- **Records of labeled boxes**:
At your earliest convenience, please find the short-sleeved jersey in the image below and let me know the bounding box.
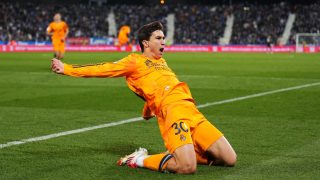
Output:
[118,26,130,45]
[47,21,68,39]
[64,53,193,116]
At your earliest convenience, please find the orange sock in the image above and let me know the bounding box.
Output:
[143,154,173,172]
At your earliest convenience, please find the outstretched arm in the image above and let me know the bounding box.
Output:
[52,56,135,77]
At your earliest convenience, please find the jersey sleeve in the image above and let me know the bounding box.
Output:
[64,55,136,77]
[47,23,52,33]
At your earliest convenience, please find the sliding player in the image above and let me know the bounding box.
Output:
[47,13,69,59]
[52,22,236,174]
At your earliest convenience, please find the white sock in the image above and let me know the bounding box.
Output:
[136,156,149,167]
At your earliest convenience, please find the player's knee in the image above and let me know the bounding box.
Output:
[178,163,197,174]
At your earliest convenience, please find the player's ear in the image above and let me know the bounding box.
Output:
[142,40,149,47]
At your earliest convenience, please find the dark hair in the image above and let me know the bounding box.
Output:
[138,21,163,52]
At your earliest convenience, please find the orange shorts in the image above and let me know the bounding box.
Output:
[159,101,223,156]
[52,39,65,53]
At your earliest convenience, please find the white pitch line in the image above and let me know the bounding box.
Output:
[0,82,320,149]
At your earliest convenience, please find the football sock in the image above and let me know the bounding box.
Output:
[143,154,173,172]
[196,153,208,164]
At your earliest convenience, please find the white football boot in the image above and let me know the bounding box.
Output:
[117,147,148,168]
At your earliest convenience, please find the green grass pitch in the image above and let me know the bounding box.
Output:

- **TASK DETAILS**: Convert the entries above into a numbered list, one line per item, with blank lines skipped and the pictures left out.

- **RIGHT ANSWER**:
1. At your earliest convenience, please find the short-sleeved jersey in the image below and let me know the bounding box.
2. Output:
3. [118,26,130,45]
4. [47,21,68,39]
5. [64,53,193,116]
6. At your earliest convenience, please find the orange sock in the image above and let me know the bounding box.
7. Output:
8. [143,154,173,172]
9. At your earliest convenience, please find the outstretched arm in the image above and let me know the bounding box.
10. Output:
11. [52,56,135,77]
12. At your earliest convenience, please find the jersey sleeve in the image above and let me know the bounding box.
13. Output:
14. [64,55,136,77]
15. [47,23,52,33]
16. At your earliest convenience, please find the sliding player in the image above and let me know the bounding box.
17. Output:
18. [47,13,69,59]
19. [52,22,236,174]
20. At your earliest convenience, please find the white sock in the image above and let me know the bounding box.
21. Output:
22. [136,156,149,167]
23. At your earliest convenience, please find the player's knee in the image above and let me know the bounding box.
24. Output:
25. [178,163,197,174]
26. At your earliest convenience, please find the player's ear in the image above and let me know the bounding box.
27. Output:
28. [142,40,149,47]
29. At your earliest convenience, please find the dark hair in the image above and let me know the bounding box.
30. Output:
31. [138,21,163,52]
32. At your earliest convenience, please find the orange shorts in the image above and let me know the bounding box.
33. Output:
34. [159,101,223,156]
35. [52,39,65,53]
36. At your earliest convenience, please find the white pitch line in the image above and let me know the bounding box.
37. Output:
38. [0,82,320,149]
39. At your earliest convenience, please find the football sock in the image above and let me know the bounding box.
40. Output:
41. [143,154,173,172]
42. [196,153,208,164]
43. At your earliest convenience, please find the white football boot in the image above and let me know the bounding box.
44. Output:
45. [117,147,148,168]
46. At your earliest convenience, please find the green grass pitch in the image above and let me know the bounding box.
47. Output:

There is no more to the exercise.